# Buying mobile phone - UK, Hong Kong or NZ?



## hopers7 (Mar 31, 2012)

Hi Everyone,

Both of our phones are on their last legs and we are wondering if we should buy new ones in UK or wait to see if we can't get them cheaper in Hong Kong or get more for our money there. Or wait until we are in NZ - which I think at the mo doesn't look the best option as we have looked on net andwe can get better phones in UK for the money.

We are prob going to go Pay as you go rather than contact, though we could end up going for a contract depending on cost - we're used to having unlimited texts and 600 free mins a month any network for about £20...so poss go for one of the contracts with unlimited texts and less mins eventually!

If anyone can give any info from their experience on buying phones in HK versus UK versus NZ... That would be great! :confused2:


----------



## bhullo (Dec 28, 2010)

Hiya 
Not much difference between uk and nz when comes to price plans for example iPhone $90 a month on a 24 month contract 
Hope it helps


----------



## hopers7 (Mar 31, 2012)

Yes, just looking at 2 degrees and it does seem quite similar, ESP if you do the bonus for signing contract for 12 or 24 months. Also overseas calls and texts are a lot cheaper than I thought they would be...thanks for for your help!


----------



## Guest (Sep 30, 2012)

Information supplied:
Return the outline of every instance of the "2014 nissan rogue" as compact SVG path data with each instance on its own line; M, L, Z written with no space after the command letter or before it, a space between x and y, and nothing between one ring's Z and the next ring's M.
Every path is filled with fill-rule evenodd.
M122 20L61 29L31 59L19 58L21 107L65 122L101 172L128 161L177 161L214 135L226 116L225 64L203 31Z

Required work:
[1] In the phone-buying thread, what iPhone price plan does bhullo give as an example?
[2] Render this sentence from the phone-buying thread in Spanish: "Both of our phones are on their last legs and we are wondering if we should buy new ones in UK or wait to see if we can't get them cheaper in Hong Kong or get more for our money there."
The lines above come from a separate source.

Answers by task:
[1] $90 a month on a 24-month contract.

[2] Nuestros dos teléfonos están en las últimas y nos preguntamos si deberíamos comprar unos nuevos en el Reino Unido o esperar a ver si no podemos conseguirlos más baratos en Hong Kong u obtener más por nuestro dinero allí.